▶ Natural-language object grounding data:
══════════

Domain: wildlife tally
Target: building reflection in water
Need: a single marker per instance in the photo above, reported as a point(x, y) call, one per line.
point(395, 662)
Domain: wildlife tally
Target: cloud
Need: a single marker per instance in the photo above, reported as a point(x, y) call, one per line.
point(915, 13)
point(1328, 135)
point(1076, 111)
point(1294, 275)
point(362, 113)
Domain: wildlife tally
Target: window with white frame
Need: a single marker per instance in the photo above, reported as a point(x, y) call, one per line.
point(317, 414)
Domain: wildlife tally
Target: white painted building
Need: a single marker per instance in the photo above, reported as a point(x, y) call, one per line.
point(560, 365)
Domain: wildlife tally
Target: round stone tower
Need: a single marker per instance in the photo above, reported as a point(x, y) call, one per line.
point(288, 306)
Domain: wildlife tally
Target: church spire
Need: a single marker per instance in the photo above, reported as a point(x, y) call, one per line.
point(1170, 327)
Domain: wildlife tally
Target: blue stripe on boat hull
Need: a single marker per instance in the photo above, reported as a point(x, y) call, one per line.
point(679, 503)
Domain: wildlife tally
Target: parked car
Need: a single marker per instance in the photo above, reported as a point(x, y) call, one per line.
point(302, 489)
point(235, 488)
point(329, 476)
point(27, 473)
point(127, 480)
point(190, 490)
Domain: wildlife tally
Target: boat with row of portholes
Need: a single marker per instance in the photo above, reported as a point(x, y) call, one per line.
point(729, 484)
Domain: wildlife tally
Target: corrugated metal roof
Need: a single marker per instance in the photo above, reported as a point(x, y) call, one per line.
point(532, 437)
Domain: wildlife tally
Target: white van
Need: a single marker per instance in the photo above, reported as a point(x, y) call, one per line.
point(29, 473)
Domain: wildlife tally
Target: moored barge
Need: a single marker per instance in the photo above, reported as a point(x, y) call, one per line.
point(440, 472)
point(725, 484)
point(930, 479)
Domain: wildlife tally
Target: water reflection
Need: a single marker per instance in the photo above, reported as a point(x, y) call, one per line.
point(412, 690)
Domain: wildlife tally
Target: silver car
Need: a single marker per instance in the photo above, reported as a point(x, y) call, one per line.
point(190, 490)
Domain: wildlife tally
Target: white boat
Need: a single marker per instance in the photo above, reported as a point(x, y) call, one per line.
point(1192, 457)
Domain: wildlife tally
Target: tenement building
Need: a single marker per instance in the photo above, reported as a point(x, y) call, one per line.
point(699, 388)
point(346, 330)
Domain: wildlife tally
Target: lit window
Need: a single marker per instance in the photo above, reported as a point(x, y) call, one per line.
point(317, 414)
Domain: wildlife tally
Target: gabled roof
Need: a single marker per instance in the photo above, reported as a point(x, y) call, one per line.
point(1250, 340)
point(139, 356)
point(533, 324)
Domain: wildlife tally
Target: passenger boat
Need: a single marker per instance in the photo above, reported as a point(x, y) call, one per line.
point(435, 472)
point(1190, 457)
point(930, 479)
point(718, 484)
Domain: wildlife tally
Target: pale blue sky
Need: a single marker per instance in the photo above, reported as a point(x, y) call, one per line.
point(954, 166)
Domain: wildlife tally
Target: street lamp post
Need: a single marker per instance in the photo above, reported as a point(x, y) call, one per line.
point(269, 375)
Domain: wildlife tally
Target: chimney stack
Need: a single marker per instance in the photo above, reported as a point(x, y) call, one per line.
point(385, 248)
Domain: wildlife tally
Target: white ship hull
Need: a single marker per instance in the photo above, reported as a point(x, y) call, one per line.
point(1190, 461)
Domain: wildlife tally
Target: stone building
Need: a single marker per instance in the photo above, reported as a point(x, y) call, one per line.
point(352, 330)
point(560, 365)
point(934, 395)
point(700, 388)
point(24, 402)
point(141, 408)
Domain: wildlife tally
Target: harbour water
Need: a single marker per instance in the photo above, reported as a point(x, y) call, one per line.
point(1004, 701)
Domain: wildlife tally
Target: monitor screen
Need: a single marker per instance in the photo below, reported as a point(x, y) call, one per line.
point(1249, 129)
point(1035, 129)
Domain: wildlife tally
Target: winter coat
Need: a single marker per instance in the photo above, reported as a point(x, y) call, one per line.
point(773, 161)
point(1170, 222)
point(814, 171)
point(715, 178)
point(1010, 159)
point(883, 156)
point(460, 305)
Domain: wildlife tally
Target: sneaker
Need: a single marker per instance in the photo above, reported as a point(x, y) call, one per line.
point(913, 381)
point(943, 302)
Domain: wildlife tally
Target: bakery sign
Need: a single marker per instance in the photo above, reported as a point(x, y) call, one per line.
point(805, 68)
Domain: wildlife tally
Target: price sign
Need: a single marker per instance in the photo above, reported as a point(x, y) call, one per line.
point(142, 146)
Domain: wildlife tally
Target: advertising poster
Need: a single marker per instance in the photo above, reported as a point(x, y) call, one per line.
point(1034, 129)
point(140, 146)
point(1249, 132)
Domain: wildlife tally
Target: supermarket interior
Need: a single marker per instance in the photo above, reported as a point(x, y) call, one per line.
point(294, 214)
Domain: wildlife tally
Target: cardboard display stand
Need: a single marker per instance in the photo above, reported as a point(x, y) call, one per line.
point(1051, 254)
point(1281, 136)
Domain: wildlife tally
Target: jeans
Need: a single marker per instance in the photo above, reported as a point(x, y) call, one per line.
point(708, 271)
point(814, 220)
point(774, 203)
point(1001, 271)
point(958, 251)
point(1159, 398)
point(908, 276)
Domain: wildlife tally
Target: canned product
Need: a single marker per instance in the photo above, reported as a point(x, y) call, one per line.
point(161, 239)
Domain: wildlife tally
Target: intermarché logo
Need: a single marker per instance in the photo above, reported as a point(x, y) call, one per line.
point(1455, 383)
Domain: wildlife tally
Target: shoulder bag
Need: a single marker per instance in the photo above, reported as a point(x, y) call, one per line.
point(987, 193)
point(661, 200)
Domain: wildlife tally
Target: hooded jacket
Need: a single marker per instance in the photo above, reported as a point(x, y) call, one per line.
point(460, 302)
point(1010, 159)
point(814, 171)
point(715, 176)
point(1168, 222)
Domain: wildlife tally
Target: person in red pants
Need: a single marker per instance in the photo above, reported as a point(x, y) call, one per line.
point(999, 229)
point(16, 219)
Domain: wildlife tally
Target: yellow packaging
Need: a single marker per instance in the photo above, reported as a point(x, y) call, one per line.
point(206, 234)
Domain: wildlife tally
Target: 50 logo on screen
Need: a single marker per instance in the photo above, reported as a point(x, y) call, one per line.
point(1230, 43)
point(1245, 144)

══════════

▶ Exercise objective:
Pull every line with the word "sign" from the data.

▶ Exercise answer:
Target: bakery sign
Target: price sign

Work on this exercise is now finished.